> Task statement: Copy out everything from the start of the data down to the line containing "x=576, y=67", substituting "habitat survey" for every "wildlife monitoring" and changing nothing else.

# # # # #

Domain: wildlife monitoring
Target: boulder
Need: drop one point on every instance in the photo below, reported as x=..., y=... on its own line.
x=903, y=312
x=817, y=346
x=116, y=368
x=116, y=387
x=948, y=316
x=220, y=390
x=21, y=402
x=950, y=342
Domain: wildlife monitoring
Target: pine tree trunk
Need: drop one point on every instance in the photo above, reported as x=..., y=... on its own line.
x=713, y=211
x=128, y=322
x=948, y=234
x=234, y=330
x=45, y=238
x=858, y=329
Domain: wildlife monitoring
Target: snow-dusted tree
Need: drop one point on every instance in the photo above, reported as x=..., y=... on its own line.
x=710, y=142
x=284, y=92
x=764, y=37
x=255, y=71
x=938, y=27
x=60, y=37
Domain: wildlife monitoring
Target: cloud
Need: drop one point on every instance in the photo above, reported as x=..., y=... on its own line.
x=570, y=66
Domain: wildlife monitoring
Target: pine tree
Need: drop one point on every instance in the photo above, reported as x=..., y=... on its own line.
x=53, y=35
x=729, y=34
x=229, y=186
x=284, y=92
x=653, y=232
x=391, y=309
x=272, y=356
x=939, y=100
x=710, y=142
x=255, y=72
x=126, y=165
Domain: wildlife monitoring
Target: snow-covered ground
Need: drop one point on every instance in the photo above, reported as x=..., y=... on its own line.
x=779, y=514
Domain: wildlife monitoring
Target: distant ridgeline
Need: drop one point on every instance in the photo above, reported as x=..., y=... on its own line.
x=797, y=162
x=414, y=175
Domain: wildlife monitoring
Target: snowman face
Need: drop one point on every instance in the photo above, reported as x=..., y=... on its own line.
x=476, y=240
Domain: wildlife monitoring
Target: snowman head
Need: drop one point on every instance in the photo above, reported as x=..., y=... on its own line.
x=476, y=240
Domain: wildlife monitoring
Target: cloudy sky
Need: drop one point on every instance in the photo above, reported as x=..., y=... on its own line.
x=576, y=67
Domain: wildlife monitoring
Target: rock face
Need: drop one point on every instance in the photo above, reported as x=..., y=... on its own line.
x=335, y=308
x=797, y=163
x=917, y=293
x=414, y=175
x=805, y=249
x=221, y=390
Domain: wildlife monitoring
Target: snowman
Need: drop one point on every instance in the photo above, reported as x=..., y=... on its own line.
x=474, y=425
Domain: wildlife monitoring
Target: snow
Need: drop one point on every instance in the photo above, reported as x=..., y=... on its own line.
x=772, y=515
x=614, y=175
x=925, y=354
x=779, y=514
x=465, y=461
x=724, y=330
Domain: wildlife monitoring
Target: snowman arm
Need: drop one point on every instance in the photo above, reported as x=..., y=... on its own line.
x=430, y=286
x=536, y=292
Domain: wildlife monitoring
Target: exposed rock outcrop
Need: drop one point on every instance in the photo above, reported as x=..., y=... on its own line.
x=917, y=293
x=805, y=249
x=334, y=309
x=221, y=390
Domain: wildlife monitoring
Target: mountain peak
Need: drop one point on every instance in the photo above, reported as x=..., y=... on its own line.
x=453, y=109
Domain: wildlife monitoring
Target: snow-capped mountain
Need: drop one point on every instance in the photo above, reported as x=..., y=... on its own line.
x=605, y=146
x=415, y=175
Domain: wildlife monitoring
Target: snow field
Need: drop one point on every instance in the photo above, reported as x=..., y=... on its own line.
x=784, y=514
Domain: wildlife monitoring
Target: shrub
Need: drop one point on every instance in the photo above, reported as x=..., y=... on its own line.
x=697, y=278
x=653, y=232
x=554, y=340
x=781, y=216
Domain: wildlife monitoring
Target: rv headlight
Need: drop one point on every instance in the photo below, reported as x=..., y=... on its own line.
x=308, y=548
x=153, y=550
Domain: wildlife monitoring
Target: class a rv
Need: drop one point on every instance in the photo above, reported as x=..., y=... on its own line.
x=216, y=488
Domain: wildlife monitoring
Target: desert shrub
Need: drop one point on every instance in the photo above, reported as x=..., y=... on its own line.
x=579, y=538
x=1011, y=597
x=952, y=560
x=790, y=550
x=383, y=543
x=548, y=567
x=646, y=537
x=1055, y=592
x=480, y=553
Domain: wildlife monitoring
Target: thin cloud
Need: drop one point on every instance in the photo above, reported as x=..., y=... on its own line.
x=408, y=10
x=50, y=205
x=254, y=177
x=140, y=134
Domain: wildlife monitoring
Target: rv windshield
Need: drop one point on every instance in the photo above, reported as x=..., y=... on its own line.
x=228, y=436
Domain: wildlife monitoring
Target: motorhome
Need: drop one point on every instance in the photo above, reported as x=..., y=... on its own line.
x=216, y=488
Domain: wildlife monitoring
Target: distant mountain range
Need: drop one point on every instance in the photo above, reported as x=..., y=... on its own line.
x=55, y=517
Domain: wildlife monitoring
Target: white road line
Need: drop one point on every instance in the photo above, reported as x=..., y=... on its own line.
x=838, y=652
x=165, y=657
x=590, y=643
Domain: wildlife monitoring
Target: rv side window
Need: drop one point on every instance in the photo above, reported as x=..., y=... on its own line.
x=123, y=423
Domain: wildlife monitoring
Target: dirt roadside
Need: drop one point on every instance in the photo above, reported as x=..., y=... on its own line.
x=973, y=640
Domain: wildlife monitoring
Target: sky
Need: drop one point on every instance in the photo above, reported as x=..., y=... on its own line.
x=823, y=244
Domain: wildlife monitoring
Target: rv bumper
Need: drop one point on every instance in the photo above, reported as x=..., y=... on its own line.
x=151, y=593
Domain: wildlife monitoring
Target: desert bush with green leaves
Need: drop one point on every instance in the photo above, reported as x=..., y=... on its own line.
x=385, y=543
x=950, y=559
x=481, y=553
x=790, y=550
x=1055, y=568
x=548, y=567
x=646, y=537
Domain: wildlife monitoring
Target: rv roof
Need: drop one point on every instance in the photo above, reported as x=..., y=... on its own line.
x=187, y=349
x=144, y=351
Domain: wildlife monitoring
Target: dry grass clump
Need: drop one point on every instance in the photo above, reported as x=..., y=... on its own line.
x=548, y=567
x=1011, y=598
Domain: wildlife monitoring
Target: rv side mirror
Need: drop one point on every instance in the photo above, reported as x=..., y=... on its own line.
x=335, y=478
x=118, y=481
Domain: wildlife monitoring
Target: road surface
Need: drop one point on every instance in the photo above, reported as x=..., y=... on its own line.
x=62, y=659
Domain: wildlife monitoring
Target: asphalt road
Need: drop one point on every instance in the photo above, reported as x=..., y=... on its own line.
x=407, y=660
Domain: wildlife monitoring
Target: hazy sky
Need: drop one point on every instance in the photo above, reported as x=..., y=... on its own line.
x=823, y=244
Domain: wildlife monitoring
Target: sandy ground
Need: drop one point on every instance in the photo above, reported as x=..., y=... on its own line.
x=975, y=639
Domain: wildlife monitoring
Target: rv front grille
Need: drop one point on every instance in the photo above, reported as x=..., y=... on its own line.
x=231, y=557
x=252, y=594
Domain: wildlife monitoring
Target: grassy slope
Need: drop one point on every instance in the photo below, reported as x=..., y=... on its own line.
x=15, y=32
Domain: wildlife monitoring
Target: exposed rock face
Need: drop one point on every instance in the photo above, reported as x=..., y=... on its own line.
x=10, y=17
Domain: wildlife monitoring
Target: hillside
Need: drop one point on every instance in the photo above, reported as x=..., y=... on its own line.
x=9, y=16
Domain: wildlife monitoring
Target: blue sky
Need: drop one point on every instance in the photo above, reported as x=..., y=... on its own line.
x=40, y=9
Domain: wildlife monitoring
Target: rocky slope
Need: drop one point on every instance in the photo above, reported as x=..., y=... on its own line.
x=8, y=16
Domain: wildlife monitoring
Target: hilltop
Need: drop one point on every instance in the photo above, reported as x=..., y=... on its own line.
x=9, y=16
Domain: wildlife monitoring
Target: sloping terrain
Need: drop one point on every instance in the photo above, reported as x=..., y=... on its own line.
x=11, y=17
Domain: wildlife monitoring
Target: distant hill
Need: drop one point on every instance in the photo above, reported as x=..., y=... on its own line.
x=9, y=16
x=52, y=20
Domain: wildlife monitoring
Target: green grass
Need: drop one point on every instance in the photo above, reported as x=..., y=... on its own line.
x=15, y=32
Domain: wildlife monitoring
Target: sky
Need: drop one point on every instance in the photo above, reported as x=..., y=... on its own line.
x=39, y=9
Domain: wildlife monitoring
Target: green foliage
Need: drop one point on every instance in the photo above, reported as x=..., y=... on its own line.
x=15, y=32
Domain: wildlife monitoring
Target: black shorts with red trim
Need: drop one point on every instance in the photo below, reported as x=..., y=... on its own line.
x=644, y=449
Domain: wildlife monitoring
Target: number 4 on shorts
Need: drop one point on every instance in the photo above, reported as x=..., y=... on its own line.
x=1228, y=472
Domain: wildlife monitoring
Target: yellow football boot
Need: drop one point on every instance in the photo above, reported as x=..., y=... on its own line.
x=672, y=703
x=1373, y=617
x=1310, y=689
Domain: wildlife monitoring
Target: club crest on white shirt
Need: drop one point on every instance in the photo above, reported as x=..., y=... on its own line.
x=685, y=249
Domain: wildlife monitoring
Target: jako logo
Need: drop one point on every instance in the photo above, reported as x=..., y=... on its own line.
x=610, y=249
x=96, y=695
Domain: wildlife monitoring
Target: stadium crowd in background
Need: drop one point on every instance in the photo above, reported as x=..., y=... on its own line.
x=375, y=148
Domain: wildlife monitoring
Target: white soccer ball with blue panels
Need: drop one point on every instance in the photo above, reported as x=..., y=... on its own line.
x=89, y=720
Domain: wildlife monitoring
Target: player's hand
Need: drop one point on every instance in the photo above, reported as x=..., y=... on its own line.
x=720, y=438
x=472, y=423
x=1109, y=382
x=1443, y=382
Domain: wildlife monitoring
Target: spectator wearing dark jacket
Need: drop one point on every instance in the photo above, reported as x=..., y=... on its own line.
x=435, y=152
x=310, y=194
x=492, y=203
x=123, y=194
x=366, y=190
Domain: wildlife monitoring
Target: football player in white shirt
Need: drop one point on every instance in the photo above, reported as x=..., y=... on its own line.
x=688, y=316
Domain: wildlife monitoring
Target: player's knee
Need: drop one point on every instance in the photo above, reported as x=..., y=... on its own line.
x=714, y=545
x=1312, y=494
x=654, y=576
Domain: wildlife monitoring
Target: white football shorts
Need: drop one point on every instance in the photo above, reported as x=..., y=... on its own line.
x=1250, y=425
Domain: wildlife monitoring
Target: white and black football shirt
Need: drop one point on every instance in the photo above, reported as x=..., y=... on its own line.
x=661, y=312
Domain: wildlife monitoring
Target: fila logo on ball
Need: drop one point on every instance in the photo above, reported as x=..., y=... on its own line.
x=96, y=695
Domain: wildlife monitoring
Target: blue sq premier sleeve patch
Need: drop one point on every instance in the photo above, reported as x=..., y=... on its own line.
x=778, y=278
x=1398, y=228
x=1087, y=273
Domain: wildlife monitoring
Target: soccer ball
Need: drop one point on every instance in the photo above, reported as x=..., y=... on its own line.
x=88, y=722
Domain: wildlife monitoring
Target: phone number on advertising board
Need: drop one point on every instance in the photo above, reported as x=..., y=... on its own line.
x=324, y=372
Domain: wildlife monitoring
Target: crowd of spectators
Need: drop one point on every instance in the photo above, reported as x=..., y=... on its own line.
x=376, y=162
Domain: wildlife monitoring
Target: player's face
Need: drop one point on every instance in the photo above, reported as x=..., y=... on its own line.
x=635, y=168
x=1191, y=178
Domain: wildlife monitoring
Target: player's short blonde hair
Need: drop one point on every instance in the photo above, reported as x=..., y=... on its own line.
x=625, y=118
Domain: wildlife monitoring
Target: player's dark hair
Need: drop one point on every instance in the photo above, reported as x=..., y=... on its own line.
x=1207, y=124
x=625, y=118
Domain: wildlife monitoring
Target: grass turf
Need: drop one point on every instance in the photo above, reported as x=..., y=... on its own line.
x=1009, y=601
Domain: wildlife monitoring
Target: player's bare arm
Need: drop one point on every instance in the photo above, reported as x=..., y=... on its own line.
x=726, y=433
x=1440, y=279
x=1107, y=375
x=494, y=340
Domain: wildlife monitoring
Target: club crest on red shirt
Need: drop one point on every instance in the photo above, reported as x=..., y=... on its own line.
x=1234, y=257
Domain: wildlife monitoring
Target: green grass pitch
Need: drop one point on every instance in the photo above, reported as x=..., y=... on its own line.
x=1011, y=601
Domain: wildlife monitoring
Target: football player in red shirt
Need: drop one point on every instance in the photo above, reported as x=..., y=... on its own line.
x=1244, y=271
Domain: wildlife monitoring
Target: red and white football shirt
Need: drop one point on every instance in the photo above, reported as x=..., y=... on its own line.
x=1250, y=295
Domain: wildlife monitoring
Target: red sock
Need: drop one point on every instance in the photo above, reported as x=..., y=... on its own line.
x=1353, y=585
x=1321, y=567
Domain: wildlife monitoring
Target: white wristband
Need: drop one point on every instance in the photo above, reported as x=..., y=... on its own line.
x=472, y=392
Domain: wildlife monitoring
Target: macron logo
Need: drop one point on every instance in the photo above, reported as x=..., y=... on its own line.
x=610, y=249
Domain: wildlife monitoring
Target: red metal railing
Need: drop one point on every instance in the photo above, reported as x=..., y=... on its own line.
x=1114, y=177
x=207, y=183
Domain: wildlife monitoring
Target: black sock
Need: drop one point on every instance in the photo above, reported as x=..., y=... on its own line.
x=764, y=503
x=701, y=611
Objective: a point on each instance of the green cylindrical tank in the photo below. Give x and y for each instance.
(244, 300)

# # # # #

> Result of this task:
Domain: habitat survey
Target: boulder
Need: drop one point on every instance in the photo below, reported as x=..., y=... on its own line.
x=903, y=312
x=817, y=346
x=116, y=368
x=116, y=387
x=948, y=316
x=220, y=390
x=21, y=402
x=950, y=342
Domain: habitat survey
Target: pine tree trunk
Need: drop one point on every instance in the photo above, reported as x=..., y=... on its own line.
x=713, y=211
x=128, y=322
x=948, y=234
x=234, y=330
x=45, y=238
x=858, y=329
Domain: habitat survey
Target: snow-dusted tree
Need: drop one point on every instance in the photo above, reported as x=..., y=... on its own line.
x=710, y=142
x=284, y=92
x=764, y=37
x=255, y=71
x=938, y=27
x=60, y=37
Domain: habitat survey
Target: cloud
Need: drop one point on every instance in the photo above, reported as x=..., y=... on its own line.
x=570, y=66
Domain: habitat survey
Target: pine tree
Need: drop one point on every instance in the photo above, reported as x=..., y=... on its own line.
x=53, y=35
x=729, y=34
x=229, y=186
x=284, y=92
x=653, y=232
x=391, y=309
x=272, y=356
x=939, y=100
x=710, y=142
x=255, y=72
x=126, y=165
Domain: habitat survey
Target: snow-covered ground
Need: drop one point on every instance in the photo above, reported as x=..., y=... on its own line.
x=779, y=514
Domain: habitat survey
Target: distant ridgeline
Need: drop one point on every instance in the photo above, reported as x=..., y=... on its own line.
x=797, y=162
x=414, y=175
Domain: habitat survey
Target: snowman face
Need: drop one point on every instance in the photo above, reported as x=..., y=... on its own line.
x=476, y=240
Domain: habitat survey
Target: snowman head
Need: drop one point on every instance in the photo above, reported as x=..., y=... on its own line.
x=476, y=240
Domain: habitat survey
Target: cloudy sky
Need: drop one point on every instance in the photo above, reported as x=..., y=... on its own line.
x=576, y=67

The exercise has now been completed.